→ **Supplied text**
····················

The New York Times put out a master class in visualizing space and time data recently, in a visualization of five waves of Covid-19 that have torched the U.S. thus far (link).
The project displays one dataset using three designs, which provides an opportunity to compare and contrast them.
The first design - above the headline - is an animated choropleth map. This is a straightforward presentation of space and time data. The level of cases in each county is indicated by color, dividing the country into 12 levels (plus unknown). Time is run forward. The time legend plays double duty as a line chart that shows the change in the weekly rate of reported cases over the course of the pandemic. A small piece of interactivity binds the legend with the map.
(To see a screen recording of the animation, click on the image above.)
The second design comprises six panels, snapshots that capture crucial "turning points" during the Covid-19 pandemic. The color of each county now encodes an average case rate (I hope they didn't just average the daily rates).
The line-chart legend is gone - it's not hard to see Winter > Fall 2020 > Summer/Fall 2021 >... so I don't think it's a big loss.
The small-multiples setup is particularly effective at facilitating comparisons: across time, and across space. It presents a story in pictures.
They may have left off 2020 following "Winter" because December to February spans both years but "Winter 2020" may do more benefit than harm here.
The third design is a series of short films, which stands mid-way between the single animated map and the six snapshots. Each movie covers a separate window of time.
This design does a better job telling the story within each time window while it obstructs comparisons across time windows.
The informative legend is back. This time, it's showing the static time window for each map.
The three designs come from the same dataset. I think of them as one long movie, six snapshots, and five short films.
The one long movie is a like a data dump. It shows every number in the dataset, which is the weekly case rate for each county for a given week. All the data are streamed into a single map. It's a show piece.
As an instrument to help readers understand the patterns in the dataset, the movie falls short. Too much is going on, making it hard to focus and pick out key trends. When your eyes are everywhere, they are nowhere.
The six snapshots represent the other extreme. The graph does not move, as the time axis is reduced to six discrete time points. But this display describes the change points, and tells a story. The long movie, by contrast, invites readers to find a story.

····················

→ **Problem A**
From the Covid-19 visualization critique, quote the stretch from "The New York" through "the image above.)".
→ **Problem B**
Answer these questions from the Covid-19 visualization critique.
(i) Into how many color levels does the first design's choropleth map divide the country, not counting unknown?
(ii) How many panels make up the second design?
(iii) What does each movie in the third design cover?
The records are not needed for the tasks here.

→ **Information supplied**
····················

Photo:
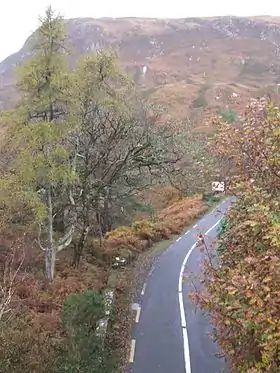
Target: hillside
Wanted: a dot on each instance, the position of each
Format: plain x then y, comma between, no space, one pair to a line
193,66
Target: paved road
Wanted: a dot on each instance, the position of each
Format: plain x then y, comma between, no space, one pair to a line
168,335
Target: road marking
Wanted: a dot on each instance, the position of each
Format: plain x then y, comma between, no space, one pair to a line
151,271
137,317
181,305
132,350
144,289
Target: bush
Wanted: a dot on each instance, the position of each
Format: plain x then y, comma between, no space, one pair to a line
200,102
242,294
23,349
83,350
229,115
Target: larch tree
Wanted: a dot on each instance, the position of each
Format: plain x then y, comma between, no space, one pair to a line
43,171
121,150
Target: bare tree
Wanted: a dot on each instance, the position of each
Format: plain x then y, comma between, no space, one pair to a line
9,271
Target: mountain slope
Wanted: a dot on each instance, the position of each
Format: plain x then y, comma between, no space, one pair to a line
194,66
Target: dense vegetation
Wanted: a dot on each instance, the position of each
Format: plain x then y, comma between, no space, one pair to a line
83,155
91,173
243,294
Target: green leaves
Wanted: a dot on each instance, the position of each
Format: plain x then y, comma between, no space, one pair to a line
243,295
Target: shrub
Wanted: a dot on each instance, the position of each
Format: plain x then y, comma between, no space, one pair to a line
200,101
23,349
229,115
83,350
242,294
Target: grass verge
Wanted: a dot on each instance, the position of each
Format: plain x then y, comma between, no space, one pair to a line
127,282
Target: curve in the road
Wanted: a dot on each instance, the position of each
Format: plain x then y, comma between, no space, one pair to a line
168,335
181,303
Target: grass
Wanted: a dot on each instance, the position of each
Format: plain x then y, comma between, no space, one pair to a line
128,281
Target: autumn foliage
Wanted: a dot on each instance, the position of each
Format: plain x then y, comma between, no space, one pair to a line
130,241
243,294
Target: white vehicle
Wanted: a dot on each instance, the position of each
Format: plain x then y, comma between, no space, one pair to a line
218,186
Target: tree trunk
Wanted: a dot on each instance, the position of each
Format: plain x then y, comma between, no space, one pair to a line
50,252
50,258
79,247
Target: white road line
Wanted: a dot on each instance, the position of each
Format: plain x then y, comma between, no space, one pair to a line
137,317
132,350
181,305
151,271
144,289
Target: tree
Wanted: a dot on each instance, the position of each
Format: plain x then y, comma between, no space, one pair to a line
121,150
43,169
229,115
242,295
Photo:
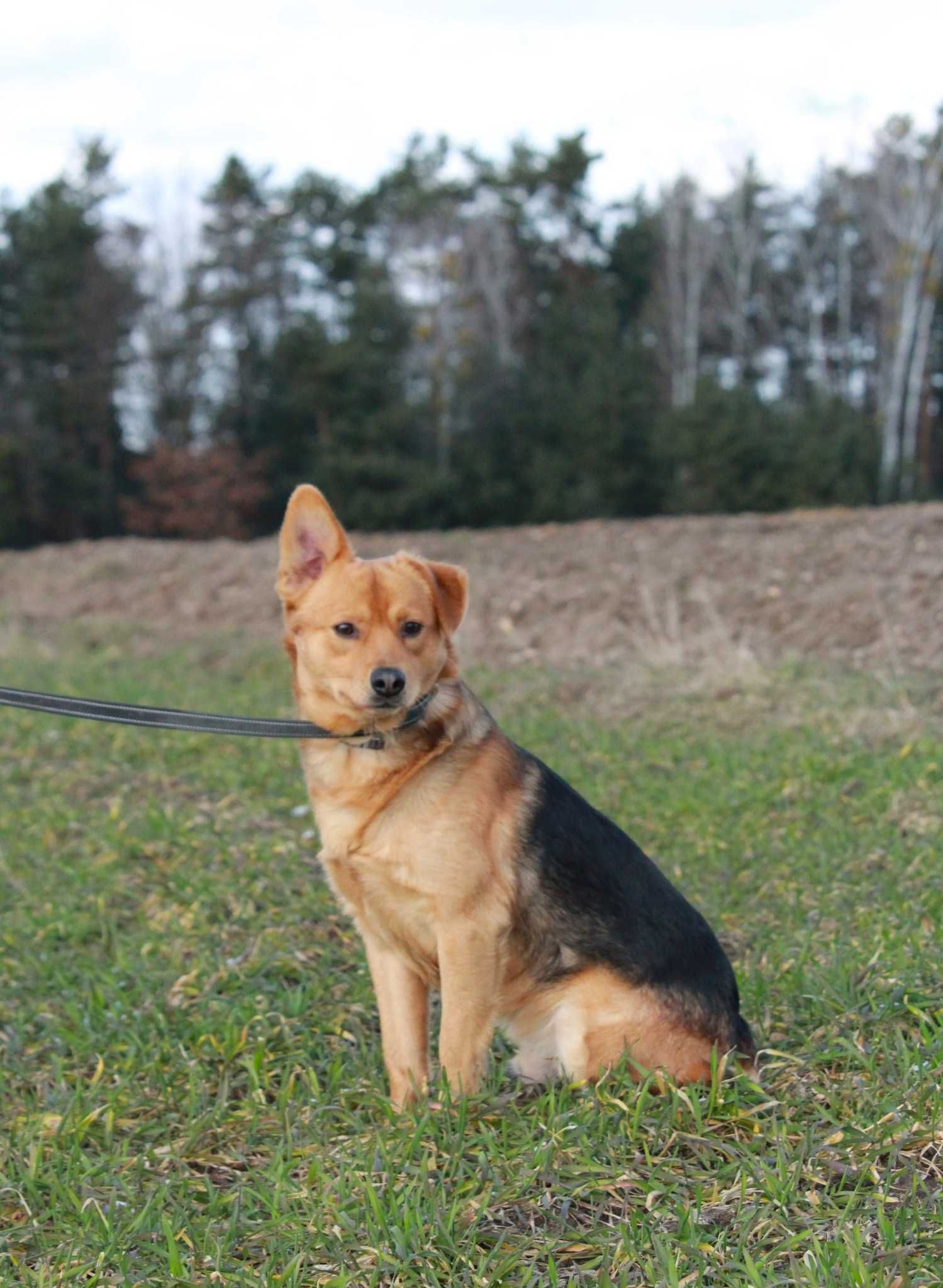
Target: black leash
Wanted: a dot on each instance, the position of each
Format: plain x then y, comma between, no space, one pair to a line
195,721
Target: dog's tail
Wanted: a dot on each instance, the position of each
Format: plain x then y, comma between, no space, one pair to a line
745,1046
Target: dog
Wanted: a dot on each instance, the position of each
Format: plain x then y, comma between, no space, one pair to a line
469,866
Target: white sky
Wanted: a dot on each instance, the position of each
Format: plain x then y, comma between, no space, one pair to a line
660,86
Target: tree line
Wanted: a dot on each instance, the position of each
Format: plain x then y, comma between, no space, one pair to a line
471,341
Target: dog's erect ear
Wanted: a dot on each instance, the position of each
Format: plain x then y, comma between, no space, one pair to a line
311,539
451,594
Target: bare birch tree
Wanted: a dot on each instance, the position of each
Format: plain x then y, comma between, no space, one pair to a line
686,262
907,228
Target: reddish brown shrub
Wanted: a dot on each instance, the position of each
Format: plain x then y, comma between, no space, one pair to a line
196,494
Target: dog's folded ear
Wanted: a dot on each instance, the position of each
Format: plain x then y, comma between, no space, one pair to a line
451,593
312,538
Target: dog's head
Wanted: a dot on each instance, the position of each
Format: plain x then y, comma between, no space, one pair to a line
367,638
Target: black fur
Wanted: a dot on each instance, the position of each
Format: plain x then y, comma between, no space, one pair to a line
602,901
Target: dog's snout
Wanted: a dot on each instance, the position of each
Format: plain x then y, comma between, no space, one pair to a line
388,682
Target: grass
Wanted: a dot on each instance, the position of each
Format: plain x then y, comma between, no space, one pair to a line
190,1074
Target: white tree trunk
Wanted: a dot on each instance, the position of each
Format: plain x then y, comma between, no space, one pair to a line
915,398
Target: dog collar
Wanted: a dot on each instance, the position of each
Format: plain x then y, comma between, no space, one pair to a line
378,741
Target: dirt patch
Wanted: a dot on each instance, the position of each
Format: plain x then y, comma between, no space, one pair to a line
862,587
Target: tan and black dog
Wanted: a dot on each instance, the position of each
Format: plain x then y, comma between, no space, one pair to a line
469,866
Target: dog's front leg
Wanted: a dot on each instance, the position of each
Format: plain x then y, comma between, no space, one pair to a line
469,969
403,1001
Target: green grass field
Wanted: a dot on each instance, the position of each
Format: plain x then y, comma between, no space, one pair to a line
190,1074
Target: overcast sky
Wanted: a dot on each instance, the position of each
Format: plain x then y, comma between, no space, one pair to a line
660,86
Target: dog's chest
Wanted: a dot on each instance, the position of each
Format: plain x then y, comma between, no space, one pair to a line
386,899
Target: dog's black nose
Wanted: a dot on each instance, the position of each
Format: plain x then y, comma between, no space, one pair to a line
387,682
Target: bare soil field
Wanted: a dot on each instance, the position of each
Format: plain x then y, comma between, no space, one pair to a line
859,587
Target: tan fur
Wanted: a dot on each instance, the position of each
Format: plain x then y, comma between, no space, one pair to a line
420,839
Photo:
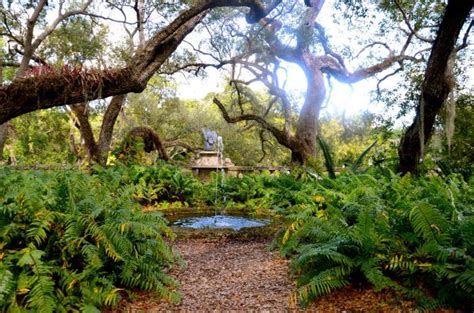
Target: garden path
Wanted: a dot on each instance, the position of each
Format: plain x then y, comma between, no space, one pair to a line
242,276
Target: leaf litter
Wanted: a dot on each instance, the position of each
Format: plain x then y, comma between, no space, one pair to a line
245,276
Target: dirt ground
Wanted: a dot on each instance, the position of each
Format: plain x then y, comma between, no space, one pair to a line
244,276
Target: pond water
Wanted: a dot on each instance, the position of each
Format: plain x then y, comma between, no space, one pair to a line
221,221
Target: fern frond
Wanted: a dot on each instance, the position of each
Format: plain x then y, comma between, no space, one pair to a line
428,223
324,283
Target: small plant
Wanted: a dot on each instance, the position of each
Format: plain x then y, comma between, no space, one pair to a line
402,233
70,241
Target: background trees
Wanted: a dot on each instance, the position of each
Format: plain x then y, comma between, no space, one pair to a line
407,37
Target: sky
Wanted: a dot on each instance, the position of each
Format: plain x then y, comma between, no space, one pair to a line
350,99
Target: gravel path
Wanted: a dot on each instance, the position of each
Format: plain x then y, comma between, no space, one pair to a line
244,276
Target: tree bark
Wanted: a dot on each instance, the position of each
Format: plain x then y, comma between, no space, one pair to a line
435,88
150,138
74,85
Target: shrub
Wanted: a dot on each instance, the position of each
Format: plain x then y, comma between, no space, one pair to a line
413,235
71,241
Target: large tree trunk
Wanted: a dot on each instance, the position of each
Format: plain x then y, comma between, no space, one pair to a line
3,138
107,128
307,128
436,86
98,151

····················

→ **Task response A**
The New York Times put out a master class in visualizing space and time data recently, in a visualization of five waves of Covid-19 that have torched the U.S. thus far (link).
The project displays one dataset using three designs, which provides an opportunity to compare and contrast them.
The first design - above the headline - is an animated choropleth map. This is a straightforward presentation of space and time data. The level of cases in each county is indicated by color, dividing the country into 12 levels (plus unknown). Time is run forward. The time legend plays double duty as a line chart that shows the change in the weekly rate of reported cases over the course of the pandemic. A small piece of interactivity binds the legend with the map.
(To see a screen recording of the animation, click on the image above.)

→ **Task response B**
(i) 12 levels
(ii) Six panels
(iii) A separate window of time